__AIM OF THE EXERCISE__
Lay out every line of the items below as a JSON list of strings, with one string per line and any blank lines left out.
+++
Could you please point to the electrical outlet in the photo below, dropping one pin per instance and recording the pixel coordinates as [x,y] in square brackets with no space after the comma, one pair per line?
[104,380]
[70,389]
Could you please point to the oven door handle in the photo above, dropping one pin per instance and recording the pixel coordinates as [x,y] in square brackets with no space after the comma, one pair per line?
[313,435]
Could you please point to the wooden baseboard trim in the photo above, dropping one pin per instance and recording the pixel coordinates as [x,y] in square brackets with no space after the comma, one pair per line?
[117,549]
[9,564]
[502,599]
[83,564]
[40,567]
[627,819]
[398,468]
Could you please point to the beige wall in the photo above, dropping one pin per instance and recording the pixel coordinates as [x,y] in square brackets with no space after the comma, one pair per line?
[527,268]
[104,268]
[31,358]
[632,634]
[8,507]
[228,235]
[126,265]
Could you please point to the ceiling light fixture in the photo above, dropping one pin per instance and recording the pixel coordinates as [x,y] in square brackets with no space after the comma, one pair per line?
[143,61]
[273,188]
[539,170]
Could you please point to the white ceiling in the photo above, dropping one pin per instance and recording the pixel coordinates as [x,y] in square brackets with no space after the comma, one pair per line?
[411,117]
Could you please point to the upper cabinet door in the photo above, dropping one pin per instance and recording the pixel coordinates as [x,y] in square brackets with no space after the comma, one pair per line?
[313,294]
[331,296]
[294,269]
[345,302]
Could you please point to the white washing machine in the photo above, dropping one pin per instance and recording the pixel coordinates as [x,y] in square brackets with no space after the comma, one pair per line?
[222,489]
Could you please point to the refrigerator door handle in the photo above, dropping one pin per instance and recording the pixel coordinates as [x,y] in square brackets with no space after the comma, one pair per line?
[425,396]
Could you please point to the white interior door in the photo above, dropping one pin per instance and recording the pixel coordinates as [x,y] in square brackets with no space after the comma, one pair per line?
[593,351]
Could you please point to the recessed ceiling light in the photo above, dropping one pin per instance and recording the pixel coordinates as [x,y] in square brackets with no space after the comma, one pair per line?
+++
__ANSWER FOR THE TASK__
[
  "Could you please point to the electrical outlet in the photo below, dropping one pin per instance and recording the pixel coordinates as [x,y] in square brackets with no space after the comma, one pair per line?",
  "[104,380]",
  "[70,389]",
  "Could you please point to the oven door handle in the photo above, dropping one pin per instance and recording the pixel coordinates as [x,y] in square brackets with no space after the comma, one pair per line?",
  "[313,435]",
  "Could you please point to the wooden baseboard trim in the photo above, dropping one pin per instance and recording the pixel coordinates as [x,y] in square brackets with no space after the comma, one pair per line?",
  "[117,549]",
  "[9,564]",
  "[502,599]",
  "[83,564]",
  "[40,567]",
  "[627,819]",
  "[398,468]",
  "Could you please point to the beige wall in the photo above, dropping one pin per instance and recording the pixel coordinates as [x,y] in square brackets with no space after the comma, one pair per line?",
  "[527,268]",
  "[104,268]",
  "[31,358]",
  "[632,634]",
  "[8,507]",
  "[228,235]",
  "[126,265]",
  "Could you please point to the ceiling light fixture in the photo above, dropping one pin per instance and recording the pixel coordinates as [x,y] in square brackets with no space after the comma, one pair per line?",
  "[143,61]",
  "[273,188]",
  "[539,170]",
  "Could you please point to the white ceiling in the photo above, dropping one pin per instance and recording the pixel coordinates as [x,y] in square brackets with no space after the comma, one pair per line?",
  "[411,117]",
  "Could you please point to the upper cabinet door in the photo above, dropping one pin per instance and recording the pixel coordinates as [x,y] in square brackets with no space after the comma, one pair per line?",
  "[313,294]",
  "[331,296]",
  "[294,269]",
  "[345,302]",
  "Could you please point to the white washing machine in the photo above, dropping one pin per instance and recording the pixel coordinates as [x,y] in square brackets with no space after the comma, one pair per line?",
  "[222,489]",
  "Could you please point to the refrigerator door handle in the photo above, dropping one pin per instance and recording the pixel coordinates as [x,y] in square brackets with no space after the comma, one pair per line?",
  "[425,396]",
  "Could you please point to the white interior door in the photo above, dropping one pin per instance and recording the pixel coordinates as [x,y] in square brackets with no space after the comma, one pair per line?",
  "[593,351]",
  "Could you please point to the recessed ceiling light in the photo above, dropping one pin per instance and recording the pixel coordinates as [x,y] in square brackets with no space after the comma, one pair per line?"
]